**Task goal**
Rewrite the material from the line containing "# point at: golden" through the end, keeping every line. Offset each x and y in the answer points by 56, and leave the sample coordinates listed after each "this form:" line as they are.

[Pointing dataset records]
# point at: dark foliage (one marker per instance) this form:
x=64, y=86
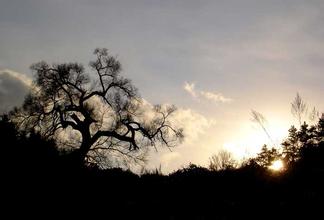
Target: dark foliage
x=38, y=178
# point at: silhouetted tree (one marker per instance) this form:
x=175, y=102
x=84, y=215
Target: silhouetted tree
x=103, y=112
x=298, y=108
x=259, y=119
x=267, y=156
x=221, y=161
x=291, y=146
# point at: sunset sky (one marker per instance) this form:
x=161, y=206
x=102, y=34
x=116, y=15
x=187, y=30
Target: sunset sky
x=215, y=60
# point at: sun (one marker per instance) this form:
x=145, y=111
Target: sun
x=277, y=165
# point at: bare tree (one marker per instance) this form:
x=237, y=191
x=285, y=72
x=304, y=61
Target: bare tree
x=103, y=112
x=298, y=108
x=259, y=119
x=222, y=161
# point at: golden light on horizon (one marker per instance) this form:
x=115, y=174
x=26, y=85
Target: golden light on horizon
x=277, y=165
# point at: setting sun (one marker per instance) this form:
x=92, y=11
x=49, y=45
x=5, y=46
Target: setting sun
x=277, y=165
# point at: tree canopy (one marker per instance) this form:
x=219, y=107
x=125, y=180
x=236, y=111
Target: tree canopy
x=97, y=114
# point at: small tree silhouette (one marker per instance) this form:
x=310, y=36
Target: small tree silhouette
x=104, y=111
x=221, y=161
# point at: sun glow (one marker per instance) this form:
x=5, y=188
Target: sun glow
x=277, y=165
x=249, y=139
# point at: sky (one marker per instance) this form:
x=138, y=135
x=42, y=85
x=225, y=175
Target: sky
x=215, y=60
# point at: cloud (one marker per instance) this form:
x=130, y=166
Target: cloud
x=201, y=94
x=190, y=88
x=13, y=89
x=198, y=132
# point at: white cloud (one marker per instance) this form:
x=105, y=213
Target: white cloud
x=216, y=97
x=190, y=88
x=201, y=94
x=13, y=89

**Solution to this problem**
# point at: golden light on horizon (one marker per instance) this form:
x=115, y=174
x=26, y=85
Target: golden light on horizon
x=333, y=221
# point at: setting sun (one marker per instance) this form:
x=92, y=11
x=49, y=45
x=5, y=46
Target: setting sun
x=333, y=221
# point at: tree canopy (one marker per instance) this form:
x=219, y=107
x=125, y=180
x=236, y=111
Target: tree canopy
x=153, y=170
# point at: small tree silhouette (one marker per instance) this form:
x=310, y=36
Target: small tree silhouette
x=160, y=167
x=277, y=217
# point at: sun glow (one marker per instance) this form:
x=5, y=188
Target: sun glow
x=333, y=221
x=305, y=195
# point at: sky (one marker per instance) this form:
x=138, y=135
x=42, y=85
x=225, y=175
Target: sky
x=271, y=116
# point at: cloud (one marker per instance) this form:
x=130, y=166
Target: cloud
x=257, y=150
x=246, y=144
x=69, y=145
x=254, y=188
# point at: white cloud (one marker per instance) this form:
x=105, y=213
Target: white cloud
x=272, y=153
x=246, y=144
x=257, y=150
x=69, y=145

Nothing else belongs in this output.